(Source data)
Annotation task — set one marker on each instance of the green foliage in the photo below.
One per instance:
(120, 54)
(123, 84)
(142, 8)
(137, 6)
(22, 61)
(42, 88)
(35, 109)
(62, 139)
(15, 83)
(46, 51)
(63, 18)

**How to complete this task:**
Every record is to be retyped exactly as given.

**The answer:**
Annotation task — set one marker on each instance of the green foliage in the photo below.
One per instance:
(120, 54)
(123, 84)
(142, 8)
(137, 6)
(22, 61)
(42, 88)
(35, 109)
(62, 139)
(15, 83)
(46, 51)
(63, 18)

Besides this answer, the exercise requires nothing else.